**MATERIAL FOR THIS TASK**

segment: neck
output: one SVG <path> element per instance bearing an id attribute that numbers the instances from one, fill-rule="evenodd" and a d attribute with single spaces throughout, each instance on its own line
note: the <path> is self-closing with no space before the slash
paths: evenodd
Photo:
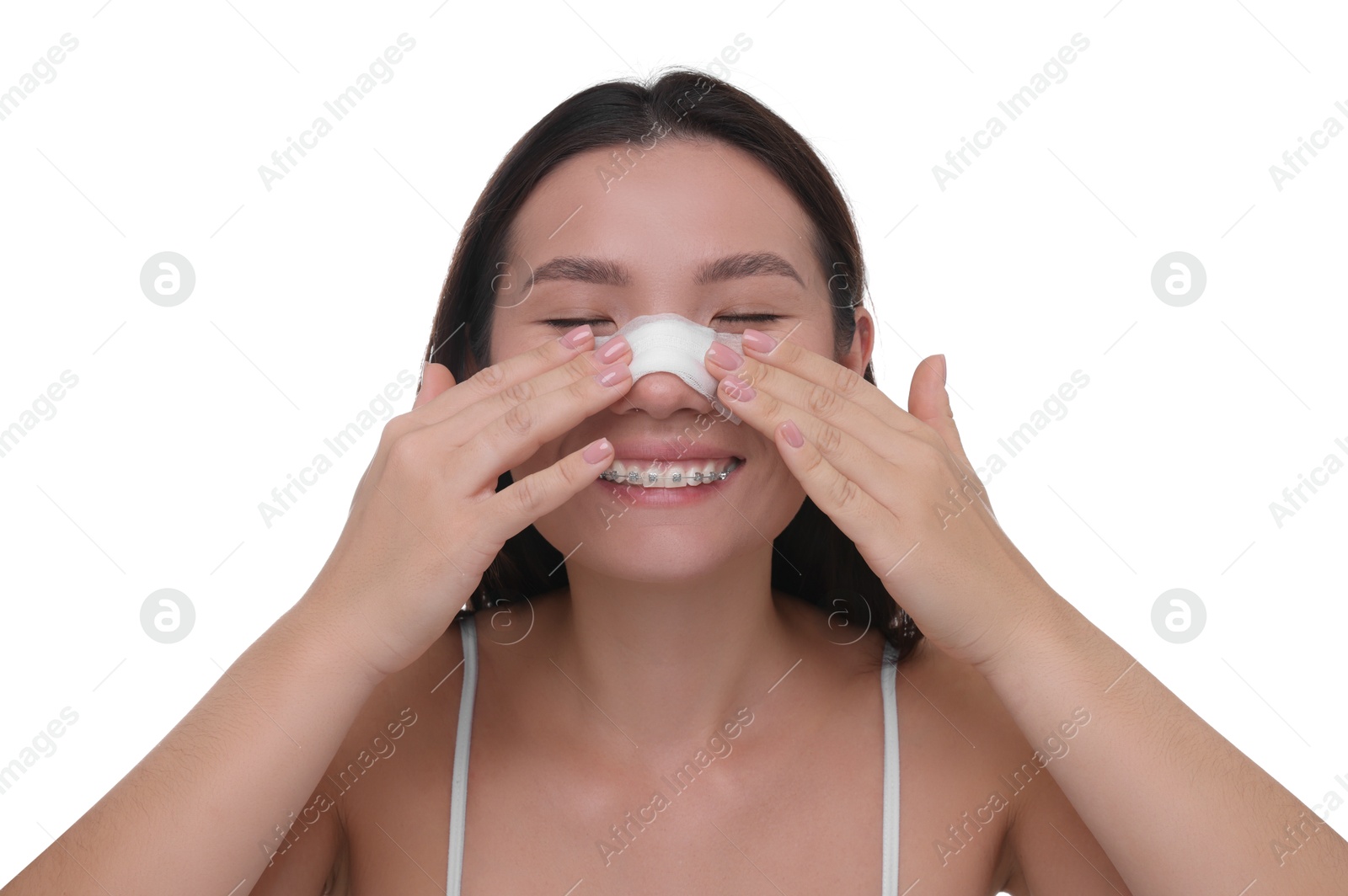
<path id="1" fill-rule="evenodd" d="M 652 752 L 705 738 L 755 709 L 799 656 L 779 604 L 793 598 L 771 587 L 771 546 L 675 581 L 566 573 L 554 662 L 597 707 L 601 737 Z"/>

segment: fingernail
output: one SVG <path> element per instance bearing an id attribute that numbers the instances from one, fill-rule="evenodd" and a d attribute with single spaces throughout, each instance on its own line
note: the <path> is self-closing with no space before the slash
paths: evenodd
<path id="1" fill-rule="evenodd" d="M 740 377 L 735 376 L 733 373 L 721 380 L 721 385 L 725 387 L 725 393 L 729 395 L 736 402 L 748 402 L 755 395 L 758 395 L 758 392 L 754 391 L 752 385 L 749 385 Z"/>
<path id="2" fill-rule="evenodd" d="M 568 330 L 565 334 L 558 337 L 562 345 L 569 349 L 578 348 L 585 340 L 588 340 L 594 331 L 590 330 L 589 323 L 581 323 L 573 330 Z"/>
<path id="3" fill-rule="evenodd" d="M 600 364 L 608 364 L 613 358 L 623 354 L 627 350 L 627 338 L 621 335 L 615 335 L 612 340 L 604 344 L 604 346 L 594 353 L 594 360 Z"/>
<path id="4" fill-rule="evenodd" d="M 604 348 L 607 349 L 608 346 L 605 345 Z M 594 379 L 600 381 L 600 385 L 617 385 L 631 376 L 631 369 L 625 364 L 613 364 L 596 373 Z"/>
<path id="5" fill-rule="evenodd" d="M 590 442 L 589 447 L 585 449 L 585 453 L 581 454 L 581 457 L 586 463 L 599 463 L 608 457 L 611 449 L 612 446 L 608 443 L 608 439 L 600 439 L 597 442 Z"/>
<path id="6" fill-rule="evenodd" d="M 744 365 L 744 358 L 723 342 L 712 342 L 712 348 L 706 353 L 712 356 L 712 360 L 718 366 L 724 366 L 727 371 L 737 371 Z"/>
<path id="7" fill-rule="evenodd" d="M 744 345 L 755 352 L 771 352 L 776 348 L 776 340 L 759 330 L 744 330 Z"/>

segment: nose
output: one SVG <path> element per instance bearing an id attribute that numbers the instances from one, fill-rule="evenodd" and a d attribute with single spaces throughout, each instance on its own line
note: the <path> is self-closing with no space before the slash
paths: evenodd
<path id="1" fill-rule="evenodd" d="M 667 371 L 652 371 L 638 377 L 627 395 L 613 402 L 609 411 L 619 415 L 640 411 L 656 420 L 674 416 L 679 411 L 720 416 L 697 389 Z"/>

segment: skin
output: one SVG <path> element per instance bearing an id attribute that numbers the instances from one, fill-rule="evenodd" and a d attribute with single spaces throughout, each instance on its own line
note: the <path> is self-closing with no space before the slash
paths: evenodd
<path id="1" fill-rule="evenodd" d="M 718 315 L 779 314 L 755 327 L 776 345 L 745 348 L 733 368 L 706 361 L 758 392 L 735 402 L 718 391 L 745 423 L 708 438 L 748 459 L 723 496 L 613 520 L 609 496 L 586 485 L 537 521 L 568 556 L 569 587 L 480 614 L 464 891 L 874 892 L 883 641 L 840 631 L 770 581 L 770 540 L 809 494 L 929 639 L 895 695 L 900 893 L 1337 892 L 1348 845 L 1010 543 L 965 473 L 944 358 L 918 366 L 910 414 L 857 383 L 875 333 L 865 309 L 833 357 L 825 271 L 771 174 L 732 147 L 666 141 L 604 189 L 594 170 L 607 159 L 577 156 L 541 183 L 519 214 L 512 264 L 594 255 L 621 261 L 631 280 L 545 280 L 508 296 L 493 358 L 555 338 L 549 319 L 599 318 L 604 334 L 666 310 L 732 331 Z M 701 261 L 754 251 L 782 255 L 802 283 L 693 283 Z M 433 392 L 446 379 L 427 365 Z M 821 402 L 826 392 L 836 397 Z M 516 468 L 516 481 L 599 437 L 681 433 L 710 411 L 671 375 L 624 379 L 613 393 Z M 799 449 L 786 442 L 787 419 L 805 435 Z M 964 486 L 968 501 L 940 512 Z M 349 858 L 349 892 L 443 888 L 461 659 L 456 625 L 376 689 L 328 780 L 388 719 L 411 710 L 418 724 L 345 794 L 319 784 L 334 810 L 252 892 L 313 888 L 334 856 Z M 609 827 L 669 791 L 662 776 L 745 714 L 732 752 L 687 792 L 666 792 L 656 821 L 605 857 Z M 1277 857 L 1285 825 L 1301 845 Z"/>
<path id="2" fill-rule="evenodd" d="M 516 220 L 512 265 L 596 255 L 627 265 L 631 283 L 547 280 L 523 300 L 507 296 L 493 360 L 569 329 L 549 319 L 603 318 L 593 325 L 603 335 L 665 310 L 731 333 L 745 325 L 713 318 L 778 314 L 755 329 L 833 357 L 826 275 L 799 237 L 810 225 L 770 172 L 733 147 L 666 141 L 605 191 L 594 168 L 607 158 L 580 155 L 539 185 Z M 803 284 L 779 275 L 692 283 L 700 261 L 755 251 L 786 257 Z M 851 350 L 834 360 L 860 373 L 875 323 L 865 309 L 856 315 Z M 427 380 L 438 376 L 429 365 Z M 748 422 L 708 428 L 709 414 L 709 402 L 673 375 L 628 379 L 611 407 L 512 470 L 518 482 L 599 437 L 689 426 L 747 459 L 724 500 L 612 519 L 621 505 L 590 485 L 537 521 L 563 552 L 580 547 L 566 559 L 568 589 L 479 617 L 464 892 L 565 893 L 577 881 L 577 893 L 879 887 L 883 639 L 772 590 L 771 538 L 806 492 L 770 434 Z M 315 791 L 334 810 L 276 858 L 255 893 L 321 880 L 334 854 L 349 858 L 350 892 L 443 887 L 461 659 L 454 625 L 376 689 Z M 1037 892 L 1128 892 L 1046 771 L 1031 765 L 1023 792 L 985 808 L 993 790 L 1011 796 L 1000 777 L 1030 763 L 1038 745 L 972 666 L 922 644 L 896 683 L 900 892 L 918 881 L 923 893 L 1029 892 L 1016 850 L 1031 845 Z M 337 787 L 341 769 L 408 709 L 418 721 L 396 753 L 349 790 Z M 613 843 L 609 827 L 650 806 L 656 790 L 670 795 L 661 776 L 706 750 L 737 713 L 752 721 L 728 742 L 732 752 L 605 861 L 599 842 Z M 979 810 L 984 826 L 961 818 Z M 1018 841 L 1022 818 L 1051 818 L 1081 853 L 1058 839 Z M 965 826 L 965 845 L 952 825 Z"/>

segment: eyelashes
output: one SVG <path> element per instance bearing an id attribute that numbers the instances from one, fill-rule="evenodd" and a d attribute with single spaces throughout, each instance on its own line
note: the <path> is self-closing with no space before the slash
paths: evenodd
<path id="1" fill-rule="evenodd" d="M 770 323 L 772 321 L 780 321 L 782 315 L 780 314 L 723 314 L 723 315 L 717 317 L 716 319 L 717 321 L 741 321 L 741 322 L 754 322 L 754 323 Z M 558 329 L 568 329 L 569 330 L 569 329 L 572 329 L 574 326 L 580 326 L 581 323 L 612 323 L 612 321 L 609 321 L 608 318 L 566 318 L 566 319 L 555 319 L 555 321 L 543 321 L 543 323 L 547 323 L 550 326 L 555 326 Z"/>

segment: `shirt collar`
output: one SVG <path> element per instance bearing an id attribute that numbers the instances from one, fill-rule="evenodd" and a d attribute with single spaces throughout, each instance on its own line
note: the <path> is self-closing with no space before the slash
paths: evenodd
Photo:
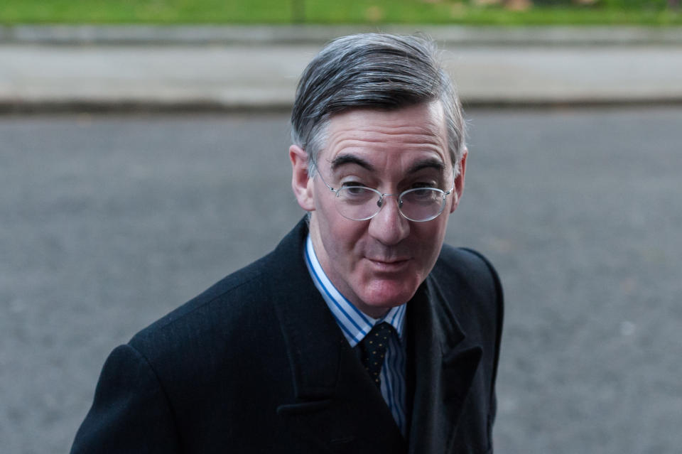
<path id="1" fill-rule="evenodd" d="M 318 256 L 313 247 L 313 241 L 308 234 L 303 248 L 303 258 L 308 271 L 313 278 L 315 286 L 322 294 L 329 310 L 336 319 L 336 323 L 345 336 L 350 346 L 354 347 L 369 334 L 372 328 L 377 323 L 386 322 L 393 326 L 400 339 L 403 338 L 405 326 L 406 304 L 391 308 L 381 318 L 373 318 L 363 313 L 337 290 L 318 261 Z"/>

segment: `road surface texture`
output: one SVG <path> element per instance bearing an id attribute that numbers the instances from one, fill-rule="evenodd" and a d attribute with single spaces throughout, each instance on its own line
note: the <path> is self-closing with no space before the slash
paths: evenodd
<path id="1" fill-rule="evenodd" d="M 682 109 L 469 117 L 447 241 L 505 288 L 496 453 L 679 453 Z M 0 117 L 3 452 L 67 452 L 112 349 L 288 231 L 288 135 L 280 114 Z"/>

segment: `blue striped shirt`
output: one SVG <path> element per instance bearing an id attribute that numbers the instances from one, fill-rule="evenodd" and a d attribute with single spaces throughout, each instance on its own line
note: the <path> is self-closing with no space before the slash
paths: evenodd
<path id="1" fill-rule="evenodd" d="M 406 353 L 404 342 L 405 310 L 407 305 L 391 308 L 381 318 L 372 318 L 361 312 L 342 295 L 325 274 L 318 261 L 313 241 L 308 236 L 303 252 L 308 271 L 310 273 L 315 286 L 332 311 L 339 328 L 351 347 L 369 334 L 372 328 L 381 322 L 390 323 L 397 335 L 392 335 L 389 342 L 379 378 L 381 382 L 381 396 L 389 406 L 393 418 L 404 436 L 407 433 L 405 418 L 405 360 Z"/>

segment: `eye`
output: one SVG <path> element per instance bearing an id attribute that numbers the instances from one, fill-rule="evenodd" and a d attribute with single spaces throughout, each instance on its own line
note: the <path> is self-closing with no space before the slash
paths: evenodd
<path id="1" fill-rule="evenodd" d="M 435 181 L 420 181 L 413 183 L 410 189 L 418 189 L 421 188 L 438 188 L 438 185 Z"/>
<path id="2" fill-rule="evenodd" d="M 341 183 L 341 186 L 343 188 L 367 188 L 367 186 L 358 181 L 344 181 Z"/>

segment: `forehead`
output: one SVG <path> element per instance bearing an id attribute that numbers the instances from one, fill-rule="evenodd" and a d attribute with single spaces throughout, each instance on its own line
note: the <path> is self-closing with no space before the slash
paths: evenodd
<path id="1" fill-rule="evenodd" d="M 354 109 L 330 120 L 320 158 L 362 158 L 377 168 L 401 167 L 415 161 L 448 162 L 443 107 L 438 102 L 396 110 Z"/>

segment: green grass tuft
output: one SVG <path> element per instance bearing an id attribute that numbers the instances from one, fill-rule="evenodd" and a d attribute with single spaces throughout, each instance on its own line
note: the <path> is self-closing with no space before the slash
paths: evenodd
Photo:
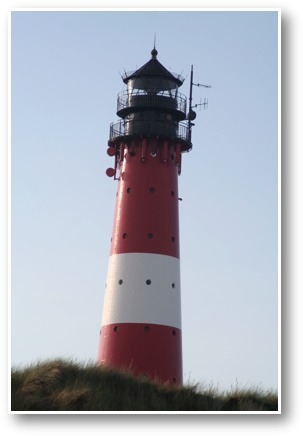
<path id="1" fill-rule="evenodd" d="M 260 411 L 278 410 L 274 392 L 169 387 L 72 360 L 12 369 L 12 411 Z"/>

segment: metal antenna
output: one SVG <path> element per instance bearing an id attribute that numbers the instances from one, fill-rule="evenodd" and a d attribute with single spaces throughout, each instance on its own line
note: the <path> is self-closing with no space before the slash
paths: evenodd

**YOUR TASK**
Print the records word for word, from the line with "segment: fingernail" to the line with "600 364 L 608", including both of those lines.

**CORRECT RESULT**
segment: fingernail
output: one SVG <path> element per instance bearing an id attribute that numbers the instances from one, fill-rule="evenodd" and a d attribute with single spaces throughout, each instance on its own line
note: the <path> is self-closing with no space before the slash
paths: evenodd
<path id="1" fill-rule="evenodd" d="M 740 377 L 735 376 L 733 373 L 721 380 L 721 385 L 725 387 L 725 393 L 729 395 L 736 402 L 748 402 L 755 395 L 758 395 L 758 392 L 754 391 L 752 385 L 749 385 Z"/>
<path id="2" fill-rule="evenodd" d="M 568 330 L 565 334 L 558 337 L 562 345 L 569 349 L 578 348 L 585 340 L 588 340 L 594 331 L 590 330 L 589 323 L 581 323 L 573 330 Z"/>
<path id="3" fill-rule="evenodd" d="M 600 364 L 608 364 L 613 358 L 623 354 L 627 350 L 627 338 L 621 335 L 615 335 L 612 340 L 604 344 L 604 346 L 594 353 L 594 360 Z"/>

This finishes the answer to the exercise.